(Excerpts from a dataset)
================

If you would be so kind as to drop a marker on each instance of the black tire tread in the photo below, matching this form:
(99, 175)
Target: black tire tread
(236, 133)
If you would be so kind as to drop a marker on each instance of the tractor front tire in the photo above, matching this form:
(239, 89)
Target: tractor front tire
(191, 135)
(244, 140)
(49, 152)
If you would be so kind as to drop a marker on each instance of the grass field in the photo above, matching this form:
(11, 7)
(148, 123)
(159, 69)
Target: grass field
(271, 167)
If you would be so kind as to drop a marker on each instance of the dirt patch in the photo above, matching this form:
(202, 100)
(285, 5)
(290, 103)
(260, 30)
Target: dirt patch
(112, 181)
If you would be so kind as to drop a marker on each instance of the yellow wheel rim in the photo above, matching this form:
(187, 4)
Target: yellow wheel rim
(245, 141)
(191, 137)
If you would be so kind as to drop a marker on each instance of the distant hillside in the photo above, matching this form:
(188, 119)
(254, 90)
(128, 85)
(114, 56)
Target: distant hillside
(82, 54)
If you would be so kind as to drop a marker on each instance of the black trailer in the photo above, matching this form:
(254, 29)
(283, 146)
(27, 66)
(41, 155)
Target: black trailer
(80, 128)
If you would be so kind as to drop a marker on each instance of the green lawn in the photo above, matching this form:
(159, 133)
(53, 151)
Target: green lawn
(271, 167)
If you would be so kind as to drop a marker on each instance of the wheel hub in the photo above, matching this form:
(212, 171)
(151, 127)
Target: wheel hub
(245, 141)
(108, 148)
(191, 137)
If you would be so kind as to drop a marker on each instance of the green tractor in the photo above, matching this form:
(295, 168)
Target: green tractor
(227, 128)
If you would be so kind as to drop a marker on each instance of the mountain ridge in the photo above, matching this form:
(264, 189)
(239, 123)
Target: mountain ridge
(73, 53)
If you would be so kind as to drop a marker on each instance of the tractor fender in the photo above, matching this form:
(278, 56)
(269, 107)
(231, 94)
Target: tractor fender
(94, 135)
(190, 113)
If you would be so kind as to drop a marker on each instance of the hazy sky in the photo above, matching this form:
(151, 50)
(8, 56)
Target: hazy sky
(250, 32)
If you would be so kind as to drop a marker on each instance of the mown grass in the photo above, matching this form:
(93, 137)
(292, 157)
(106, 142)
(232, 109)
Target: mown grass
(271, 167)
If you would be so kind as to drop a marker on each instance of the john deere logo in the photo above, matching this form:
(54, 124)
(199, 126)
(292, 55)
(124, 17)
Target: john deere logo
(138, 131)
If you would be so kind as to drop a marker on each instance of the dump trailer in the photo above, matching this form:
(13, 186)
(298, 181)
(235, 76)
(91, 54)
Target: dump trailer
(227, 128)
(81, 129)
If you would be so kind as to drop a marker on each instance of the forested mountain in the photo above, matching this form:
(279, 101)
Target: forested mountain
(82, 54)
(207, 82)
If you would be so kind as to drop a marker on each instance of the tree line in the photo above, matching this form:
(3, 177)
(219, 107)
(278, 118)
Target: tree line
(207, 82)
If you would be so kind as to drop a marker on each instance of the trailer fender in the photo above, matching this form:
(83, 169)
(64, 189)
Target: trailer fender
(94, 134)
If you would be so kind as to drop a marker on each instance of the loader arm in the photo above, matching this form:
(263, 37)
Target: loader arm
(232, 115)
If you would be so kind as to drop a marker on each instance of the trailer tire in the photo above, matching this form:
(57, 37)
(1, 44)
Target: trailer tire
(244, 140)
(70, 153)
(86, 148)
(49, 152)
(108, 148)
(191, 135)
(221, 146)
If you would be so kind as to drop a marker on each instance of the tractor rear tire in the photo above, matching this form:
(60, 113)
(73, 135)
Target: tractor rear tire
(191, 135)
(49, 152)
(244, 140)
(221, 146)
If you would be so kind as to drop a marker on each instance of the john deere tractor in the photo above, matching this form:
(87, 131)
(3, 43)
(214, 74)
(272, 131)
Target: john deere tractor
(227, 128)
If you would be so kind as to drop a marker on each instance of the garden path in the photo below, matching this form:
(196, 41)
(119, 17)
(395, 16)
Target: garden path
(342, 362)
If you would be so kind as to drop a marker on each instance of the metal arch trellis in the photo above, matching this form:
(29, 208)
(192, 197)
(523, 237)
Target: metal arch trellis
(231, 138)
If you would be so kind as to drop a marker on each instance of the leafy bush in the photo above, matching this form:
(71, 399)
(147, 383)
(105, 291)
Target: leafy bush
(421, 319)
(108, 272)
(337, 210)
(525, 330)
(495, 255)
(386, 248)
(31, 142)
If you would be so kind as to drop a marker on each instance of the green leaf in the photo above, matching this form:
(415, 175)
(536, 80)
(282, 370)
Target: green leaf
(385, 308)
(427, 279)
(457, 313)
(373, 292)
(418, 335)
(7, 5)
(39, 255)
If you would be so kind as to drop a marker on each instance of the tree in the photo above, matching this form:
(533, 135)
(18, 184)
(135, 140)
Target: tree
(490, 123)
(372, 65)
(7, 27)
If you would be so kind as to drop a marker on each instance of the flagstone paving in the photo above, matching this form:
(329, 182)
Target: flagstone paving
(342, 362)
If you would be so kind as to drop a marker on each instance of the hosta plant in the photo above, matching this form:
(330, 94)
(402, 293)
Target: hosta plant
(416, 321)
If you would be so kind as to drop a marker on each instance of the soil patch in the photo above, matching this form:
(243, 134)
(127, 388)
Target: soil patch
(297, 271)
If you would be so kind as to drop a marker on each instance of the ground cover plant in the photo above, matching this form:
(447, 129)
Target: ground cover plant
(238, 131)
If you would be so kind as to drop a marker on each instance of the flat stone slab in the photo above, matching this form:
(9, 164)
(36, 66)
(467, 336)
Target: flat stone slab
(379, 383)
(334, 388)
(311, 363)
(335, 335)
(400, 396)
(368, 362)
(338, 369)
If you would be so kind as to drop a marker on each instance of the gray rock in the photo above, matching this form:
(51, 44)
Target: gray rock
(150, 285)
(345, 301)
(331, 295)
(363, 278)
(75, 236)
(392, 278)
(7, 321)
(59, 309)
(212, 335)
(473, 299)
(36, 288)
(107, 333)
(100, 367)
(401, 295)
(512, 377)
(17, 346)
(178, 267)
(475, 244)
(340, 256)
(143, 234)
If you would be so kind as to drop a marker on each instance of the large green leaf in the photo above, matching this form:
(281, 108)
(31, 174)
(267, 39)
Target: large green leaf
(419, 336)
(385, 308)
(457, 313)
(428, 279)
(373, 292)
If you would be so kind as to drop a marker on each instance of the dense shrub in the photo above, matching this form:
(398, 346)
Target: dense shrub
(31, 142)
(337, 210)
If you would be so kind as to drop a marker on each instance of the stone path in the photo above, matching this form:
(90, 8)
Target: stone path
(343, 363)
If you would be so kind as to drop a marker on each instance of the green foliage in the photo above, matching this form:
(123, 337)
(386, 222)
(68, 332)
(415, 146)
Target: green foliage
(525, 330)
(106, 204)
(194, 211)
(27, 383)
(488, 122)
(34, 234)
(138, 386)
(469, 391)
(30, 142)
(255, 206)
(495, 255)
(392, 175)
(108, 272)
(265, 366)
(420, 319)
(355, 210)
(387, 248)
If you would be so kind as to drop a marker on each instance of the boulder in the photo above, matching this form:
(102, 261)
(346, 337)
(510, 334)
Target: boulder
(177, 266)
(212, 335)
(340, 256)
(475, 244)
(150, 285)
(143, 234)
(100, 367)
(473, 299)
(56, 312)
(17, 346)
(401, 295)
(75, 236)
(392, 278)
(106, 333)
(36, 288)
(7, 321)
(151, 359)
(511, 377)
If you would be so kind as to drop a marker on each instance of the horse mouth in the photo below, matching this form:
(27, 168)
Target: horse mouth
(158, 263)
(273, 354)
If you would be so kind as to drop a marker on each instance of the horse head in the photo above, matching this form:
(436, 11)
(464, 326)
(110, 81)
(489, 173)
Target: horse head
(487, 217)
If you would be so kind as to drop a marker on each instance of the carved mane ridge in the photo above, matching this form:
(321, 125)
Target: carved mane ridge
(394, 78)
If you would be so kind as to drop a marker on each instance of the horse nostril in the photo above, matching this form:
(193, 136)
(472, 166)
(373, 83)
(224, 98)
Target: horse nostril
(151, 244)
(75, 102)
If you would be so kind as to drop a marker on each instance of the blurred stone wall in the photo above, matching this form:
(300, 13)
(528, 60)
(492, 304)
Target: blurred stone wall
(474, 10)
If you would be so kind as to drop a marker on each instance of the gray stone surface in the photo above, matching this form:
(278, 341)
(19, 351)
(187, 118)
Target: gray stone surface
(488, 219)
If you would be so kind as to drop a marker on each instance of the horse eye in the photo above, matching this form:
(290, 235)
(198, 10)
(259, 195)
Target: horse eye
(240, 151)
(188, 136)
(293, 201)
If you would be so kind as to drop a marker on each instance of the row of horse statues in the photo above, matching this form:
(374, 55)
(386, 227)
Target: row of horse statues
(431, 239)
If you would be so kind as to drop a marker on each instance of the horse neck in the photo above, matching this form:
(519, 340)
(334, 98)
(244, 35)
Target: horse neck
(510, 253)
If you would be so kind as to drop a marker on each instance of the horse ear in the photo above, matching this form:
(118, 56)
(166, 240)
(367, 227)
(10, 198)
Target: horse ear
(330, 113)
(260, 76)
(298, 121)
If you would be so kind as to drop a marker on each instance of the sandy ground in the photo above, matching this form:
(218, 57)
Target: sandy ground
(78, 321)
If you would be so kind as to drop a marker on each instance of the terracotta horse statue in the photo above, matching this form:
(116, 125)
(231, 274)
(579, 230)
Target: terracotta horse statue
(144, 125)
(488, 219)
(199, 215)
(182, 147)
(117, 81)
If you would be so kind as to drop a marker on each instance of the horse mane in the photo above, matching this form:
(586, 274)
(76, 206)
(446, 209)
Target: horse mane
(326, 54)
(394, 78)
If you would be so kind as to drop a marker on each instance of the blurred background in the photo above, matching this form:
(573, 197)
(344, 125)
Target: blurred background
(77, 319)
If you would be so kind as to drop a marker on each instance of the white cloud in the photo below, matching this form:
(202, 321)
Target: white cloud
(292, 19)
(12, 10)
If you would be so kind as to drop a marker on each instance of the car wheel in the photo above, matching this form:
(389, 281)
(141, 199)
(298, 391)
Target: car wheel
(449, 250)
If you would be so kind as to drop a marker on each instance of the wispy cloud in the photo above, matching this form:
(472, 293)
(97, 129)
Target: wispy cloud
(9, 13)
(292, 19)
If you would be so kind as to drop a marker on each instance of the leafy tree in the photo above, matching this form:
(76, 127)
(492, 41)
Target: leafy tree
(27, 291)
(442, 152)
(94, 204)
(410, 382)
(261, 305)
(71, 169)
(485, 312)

================

WHAT YOU WILL DO: Each line from the one containing "the horse mane" to the final line above should be written out exactly; please omit the others.

OUTPUT FOR THIS TASK:
If you would be so kind as to drop a marker on each instance of the horse mane in the photo above, matching this form:
(586, 274)
(76, 206)
(446, 209)
Target: horse mane
(326, 54)
(394, 78)
If you would be so kind as to drop a marker on each instance of the blurred background in the photo above, matching this form:
(573, 197)
(344, 125)
Target: blurred background
(77, 319)
If you would be so kind as to drop a marker on each instance of the white cloud in the photo below, matching this form:
(202, 321)
Target: white cloud
(292, 19)
(12, 10)
If you would be so kind as to drop a marker on each instance of the car wheel in the photo above, matching this form:
(389, 281)
(141, 199)
(298, 391)
Target: car wheel
(449, 250)
If you would be so kind as to drop a marker on each instance of the wispy cloud in the photo above, matching this form:
(472, 293)
(97, 129)
Target: wispy cloud
(9, 13)
(292, 19)
If you would be so kind as to drop a marker on each instance of the leafy tree in the photo above, matching this form:
(76, 127)
(492, 41)
Target: leafy tree
(27, 291)
(442, 152)
(94, 204)
(410, 382)
(261, 305)
(71, 169)
(485, 312)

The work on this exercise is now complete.